> _TASKS TO CARRY OUT_:
A. Answer these questions about the astrocyte subpopulations page:
(i) What publication date does the page give?
(ii) What file path does qs_read load to create the object astro?
(iii) To which assay is DefaultAssay set for astro0?
B. Write the next part of the astrocyte subpopulations page, starting after its final line of code.

> _EXCERPT PROVIDED_:
Astrocyte subpopulations

Identification of Astrocyte subpopulations after subsetting and reclustering

Published

March 18, 2026

Code

library(qs2)
library(Seurat)
library(patchwork)
library(tidyverse)
library(gridExtra)
library(DESeq2)         # needed by FindAllMarkers(test.use = "DESeq2") in eval:false chunks


astro <- qs_read("seurat_objects/20260305-astro_0.3.qs2")

Code

# Load full object 
full    <- qs_read("seurat_objects/20260217_Part2_fullobj.qs2")
astro0  <- subset(full, subset = annotatedclusters == "Astrocyte")
# Keep only the assay needed for fresh SCTransform
DefaultAssay(astro0) <- "Xenium"
astro0 <- DietSeurat(astro0, assays = "Xenium", dimreducs = NULL, graphs = NULL)

> _EXCERPTED DATA_:
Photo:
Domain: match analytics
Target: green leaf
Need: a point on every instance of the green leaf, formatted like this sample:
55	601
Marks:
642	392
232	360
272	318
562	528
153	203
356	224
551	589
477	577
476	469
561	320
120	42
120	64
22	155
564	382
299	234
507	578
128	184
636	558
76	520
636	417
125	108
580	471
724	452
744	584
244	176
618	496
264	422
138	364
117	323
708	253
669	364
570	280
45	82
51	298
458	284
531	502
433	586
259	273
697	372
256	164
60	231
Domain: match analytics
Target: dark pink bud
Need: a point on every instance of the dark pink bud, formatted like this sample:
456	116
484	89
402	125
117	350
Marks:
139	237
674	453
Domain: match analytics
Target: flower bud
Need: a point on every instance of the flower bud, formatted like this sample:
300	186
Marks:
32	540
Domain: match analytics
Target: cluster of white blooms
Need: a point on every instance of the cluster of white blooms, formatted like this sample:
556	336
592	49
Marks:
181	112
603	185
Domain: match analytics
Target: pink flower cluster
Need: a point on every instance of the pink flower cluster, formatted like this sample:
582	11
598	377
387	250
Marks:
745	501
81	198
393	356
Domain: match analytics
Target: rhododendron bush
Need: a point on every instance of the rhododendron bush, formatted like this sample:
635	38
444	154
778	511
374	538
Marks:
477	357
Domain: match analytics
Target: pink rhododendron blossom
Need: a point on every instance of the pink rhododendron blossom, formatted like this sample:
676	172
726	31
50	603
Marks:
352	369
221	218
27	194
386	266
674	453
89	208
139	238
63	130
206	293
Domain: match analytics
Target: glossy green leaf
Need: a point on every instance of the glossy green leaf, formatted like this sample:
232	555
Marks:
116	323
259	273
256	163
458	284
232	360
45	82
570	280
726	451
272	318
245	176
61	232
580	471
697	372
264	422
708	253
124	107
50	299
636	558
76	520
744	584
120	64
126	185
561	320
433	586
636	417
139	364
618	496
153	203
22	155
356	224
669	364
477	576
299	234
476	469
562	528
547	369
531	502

> _OUTPUTS BY TASK_:
A.
(i) March 18, 2026
(ii) "seurat_objects/20260305-astro_0.3.qs2"
(iii) "Xenium"

B.
# Drop Xenium image/FOV segmentation data; otherwise merge triggers huge future globals
astro0@images <- list()

# SCTransform on all astrocytes together (no split/merge, no integration)
astro <- astro0
astro <- SCTransform(
  astro,
  assay = "Xenium",
  new.assay.name = "SCT",
  verbose = FALSE
)

PCA and dimensionality selection

Code

DefaultAssay(astro) <- "SCT"
astro <- RunPCA(
  astro,
  assay   = "SCT",
  features = VariableFeatures(astro),
  verbose = FALSE)

Code

ElbowPlot(astro, ndims = 50) +
  geom_vline(xintercept = 30, linetype = "dashed", color = "red") +
  labs(title = "Elbow plot") +
  theme_minimal()

Code

# PCA biplots coloured by sample and treatment
p1 <- DimPlot(astro, reduction = "pca", group.by = "Slide") +
  labs(title = "PCA — Slide")
p2 <- DimPlot(astro, reduction = "pca", group.by = "Treatment.Group") +
  labs(title = "PCA — Treatment")
p1 + p2

Code

set.seed(1234)

# graph.name keeps the SNN graph separate from any pre-existing graphs
astro <- FindNeighbors(astro, reduction = "pca", dims = 1:30, graph.name = "astro_snn")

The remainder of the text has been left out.